» **TASK DESCRIPTION**: Output every line of the entries from the line containing "soffit shown in this photograph." through the last, exactly, with no other content.

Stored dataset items
▬▬▬▬▬▬▬▬▬▬
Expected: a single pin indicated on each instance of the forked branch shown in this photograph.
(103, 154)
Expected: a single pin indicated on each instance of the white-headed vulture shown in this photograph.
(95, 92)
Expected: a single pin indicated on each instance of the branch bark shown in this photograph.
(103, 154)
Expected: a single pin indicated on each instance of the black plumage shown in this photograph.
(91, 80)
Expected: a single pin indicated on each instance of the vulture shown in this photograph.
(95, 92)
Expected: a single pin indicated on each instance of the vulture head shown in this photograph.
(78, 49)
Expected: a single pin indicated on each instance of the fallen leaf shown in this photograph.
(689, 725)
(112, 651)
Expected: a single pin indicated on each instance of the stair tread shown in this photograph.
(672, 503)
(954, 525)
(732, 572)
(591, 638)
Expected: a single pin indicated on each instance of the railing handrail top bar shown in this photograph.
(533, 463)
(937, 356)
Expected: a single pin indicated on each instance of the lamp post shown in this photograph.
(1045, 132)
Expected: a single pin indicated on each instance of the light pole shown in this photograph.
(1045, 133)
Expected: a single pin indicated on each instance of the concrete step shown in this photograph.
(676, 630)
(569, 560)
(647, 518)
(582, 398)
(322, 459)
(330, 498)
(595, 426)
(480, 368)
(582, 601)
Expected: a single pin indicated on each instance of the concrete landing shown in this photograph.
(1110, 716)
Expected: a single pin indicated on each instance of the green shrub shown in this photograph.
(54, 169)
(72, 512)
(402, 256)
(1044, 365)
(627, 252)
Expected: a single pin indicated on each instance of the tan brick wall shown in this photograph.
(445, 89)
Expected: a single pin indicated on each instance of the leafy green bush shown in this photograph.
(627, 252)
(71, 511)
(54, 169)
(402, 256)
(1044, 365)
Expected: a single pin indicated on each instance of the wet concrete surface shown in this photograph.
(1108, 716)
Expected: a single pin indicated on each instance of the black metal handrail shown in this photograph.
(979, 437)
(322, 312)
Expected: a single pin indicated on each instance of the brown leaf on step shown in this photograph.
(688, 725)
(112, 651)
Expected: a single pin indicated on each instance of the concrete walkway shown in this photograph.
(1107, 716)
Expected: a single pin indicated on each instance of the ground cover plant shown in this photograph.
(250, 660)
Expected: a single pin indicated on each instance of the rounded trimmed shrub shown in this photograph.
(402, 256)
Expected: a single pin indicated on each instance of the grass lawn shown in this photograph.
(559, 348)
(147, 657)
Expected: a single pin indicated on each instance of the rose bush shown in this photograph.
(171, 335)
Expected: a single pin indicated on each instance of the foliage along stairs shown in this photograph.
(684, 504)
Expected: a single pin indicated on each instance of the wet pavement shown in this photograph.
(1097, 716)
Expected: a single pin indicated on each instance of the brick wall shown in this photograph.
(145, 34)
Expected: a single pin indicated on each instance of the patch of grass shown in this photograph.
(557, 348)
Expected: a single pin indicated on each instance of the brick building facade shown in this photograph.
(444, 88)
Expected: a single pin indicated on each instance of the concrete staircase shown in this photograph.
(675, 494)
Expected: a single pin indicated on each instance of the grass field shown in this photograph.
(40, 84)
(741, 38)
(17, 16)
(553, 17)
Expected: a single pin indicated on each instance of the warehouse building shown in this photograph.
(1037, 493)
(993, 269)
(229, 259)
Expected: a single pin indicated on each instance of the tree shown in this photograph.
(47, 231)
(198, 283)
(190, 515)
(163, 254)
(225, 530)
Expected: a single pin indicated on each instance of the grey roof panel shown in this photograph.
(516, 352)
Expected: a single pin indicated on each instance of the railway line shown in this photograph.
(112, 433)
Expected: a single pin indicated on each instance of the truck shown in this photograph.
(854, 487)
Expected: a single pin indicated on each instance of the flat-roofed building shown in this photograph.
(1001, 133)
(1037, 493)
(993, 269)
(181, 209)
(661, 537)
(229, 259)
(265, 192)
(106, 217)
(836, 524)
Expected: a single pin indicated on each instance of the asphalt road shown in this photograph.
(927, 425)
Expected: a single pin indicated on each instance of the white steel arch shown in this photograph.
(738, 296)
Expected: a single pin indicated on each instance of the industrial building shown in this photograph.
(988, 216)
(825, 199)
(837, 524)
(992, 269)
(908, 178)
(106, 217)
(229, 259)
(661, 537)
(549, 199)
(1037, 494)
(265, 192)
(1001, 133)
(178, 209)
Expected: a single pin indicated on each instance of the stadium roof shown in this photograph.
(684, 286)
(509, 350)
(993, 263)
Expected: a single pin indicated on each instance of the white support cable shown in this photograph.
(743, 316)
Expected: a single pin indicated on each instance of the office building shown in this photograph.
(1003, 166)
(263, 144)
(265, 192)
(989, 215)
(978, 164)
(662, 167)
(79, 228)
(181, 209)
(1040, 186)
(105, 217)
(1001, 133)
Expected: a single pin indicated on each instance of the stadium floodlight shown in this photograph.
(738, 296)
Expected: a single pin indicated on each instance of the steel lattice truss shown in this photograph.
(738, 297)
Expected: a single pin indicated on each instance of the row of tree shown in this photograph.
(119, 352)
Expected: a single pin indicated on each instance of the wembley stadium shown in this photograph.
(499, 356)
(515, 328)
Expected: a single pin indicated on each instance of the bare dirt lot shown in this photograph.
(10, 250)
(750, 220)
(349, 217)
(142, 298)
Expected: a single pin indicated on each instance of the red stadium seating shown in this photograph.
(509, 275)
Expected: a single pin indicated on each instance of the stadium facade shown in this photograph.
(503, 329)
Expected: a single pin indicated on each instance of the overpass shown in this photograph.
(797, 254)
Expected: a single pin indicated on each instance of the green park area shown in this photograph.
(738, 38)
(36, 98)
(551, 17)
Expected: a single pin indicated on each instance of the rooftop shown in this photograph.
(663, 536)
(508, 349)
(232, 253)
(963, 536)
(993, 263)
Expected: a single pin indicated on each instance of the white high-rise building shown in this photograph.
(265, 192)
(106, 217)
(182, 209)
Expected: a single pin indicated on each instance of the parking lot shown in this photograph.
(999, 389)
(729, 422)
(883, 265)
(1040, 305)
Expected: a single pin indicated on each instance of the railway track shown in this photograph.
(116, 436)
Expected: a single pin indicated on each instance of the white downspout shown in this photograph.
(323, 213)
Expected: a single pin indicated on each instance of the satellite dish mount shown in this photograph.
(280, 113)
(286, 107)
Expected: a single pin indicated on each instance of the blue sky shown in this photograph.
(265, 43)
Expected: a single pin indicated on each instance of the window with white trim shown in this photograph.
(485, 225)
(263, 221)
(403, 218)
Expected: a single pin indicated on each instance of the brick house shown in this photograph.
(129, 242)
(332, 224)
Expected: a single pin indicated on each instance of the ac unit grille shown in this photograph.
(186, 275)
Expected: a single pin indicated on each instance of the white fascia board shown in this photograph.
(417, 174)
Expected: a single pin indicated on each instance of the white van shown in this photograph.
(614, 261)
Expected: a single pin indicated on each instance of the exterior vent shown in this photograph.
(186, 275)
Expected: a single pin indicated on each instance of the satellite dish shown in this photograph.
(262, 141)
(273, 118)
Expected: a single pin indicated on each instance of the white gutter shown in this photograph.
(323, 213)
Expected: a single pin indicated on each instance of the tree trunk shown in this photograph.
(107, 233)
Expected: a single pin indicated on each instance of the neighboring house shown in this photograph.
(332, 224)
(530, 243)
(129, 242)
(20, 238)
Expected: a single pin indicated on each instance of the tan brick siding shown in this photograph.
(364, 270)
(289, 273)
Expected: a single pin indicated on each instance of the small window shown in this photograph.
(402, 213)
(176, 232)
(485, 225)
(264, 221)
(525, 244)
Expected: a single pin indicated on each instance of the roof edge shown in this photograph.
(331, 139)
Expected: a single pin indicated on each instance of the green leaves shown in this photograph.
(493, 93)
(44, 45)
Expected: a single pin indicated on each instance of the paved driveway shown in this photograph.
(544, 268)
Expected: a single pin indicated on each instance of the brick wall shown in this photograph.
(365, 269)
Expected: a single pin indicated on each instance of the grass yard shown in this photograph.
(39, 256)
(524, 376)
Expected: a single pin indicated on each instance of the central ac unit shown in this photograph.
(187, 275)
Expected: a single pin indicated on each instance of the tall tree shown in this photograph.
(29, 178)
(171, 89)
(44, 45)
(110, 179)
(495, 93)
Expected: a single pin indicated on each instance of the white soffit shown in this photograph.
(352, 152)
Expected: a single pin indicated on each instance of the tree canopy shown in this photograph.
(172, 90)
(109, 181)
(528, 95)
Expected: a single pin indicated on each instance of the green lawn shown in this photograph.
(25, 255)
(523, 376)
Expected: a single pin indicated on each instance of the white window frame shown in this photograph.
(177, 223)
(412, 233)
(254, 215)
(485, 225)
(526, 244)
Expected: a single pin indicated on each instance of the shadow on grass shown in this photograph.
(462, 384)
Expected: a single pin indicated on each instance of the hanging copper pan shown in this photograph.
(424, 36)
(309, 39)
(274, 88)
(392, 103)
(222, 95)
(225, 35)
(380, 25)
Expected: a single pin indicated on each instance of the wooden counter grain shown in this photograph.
▬▬▬▬▬▬▬▬▬▬
» **SOLUTION**:
Expected: a single pin indicated on each instance of the white soffit shown in this photograph.
(352, 152)
Expected: a single pin indicated on each instance of the tree canopy shown in this photograph.
(172, 90)
(109, 181)
(528, 95)
Expected: a single pin indicated on each instance of the green lawn shown in this photograph.
(25, 255)
(523, 376)
Expected: a single pin indicated on each instance of the white window frame shown in this photograph.
(177, 223)
(412, 233)
(254, 215)
(485, 225)
(526, 244)
Expected: a single pin indicated on each instance of the shadow on grass shown in this photograph.
(462, 384)
Expected: a single pin indicated on each instance of the hanging copper pan shown in this photograph.
(424, 36)
(309, 39)
(274, 88)
(392, 103)
(222, 95)
(225, 35)
(380, 25)
Expected: a single pin indicated on each instance of the wooden counter grain shown in this photograph.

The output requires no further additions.